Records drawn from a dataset
------------------------------------------------------------------------
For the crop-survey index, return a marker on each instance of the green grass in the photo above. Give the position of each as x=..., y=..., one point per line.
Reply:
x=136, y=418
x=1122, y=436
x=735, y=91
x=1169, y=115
------------------------------------------------------------------------
→ Exercise objective: Give the data again, exactly as written.

→ Result of the exercise:
For the crop-survey index, return a marker on each instance of the green grass in the photo above. Give the position of each as x=..., y=..., one point per line.
Reply:
x=136, y=418
x=1122, y=436
x=735, y=91
x=1169, y=115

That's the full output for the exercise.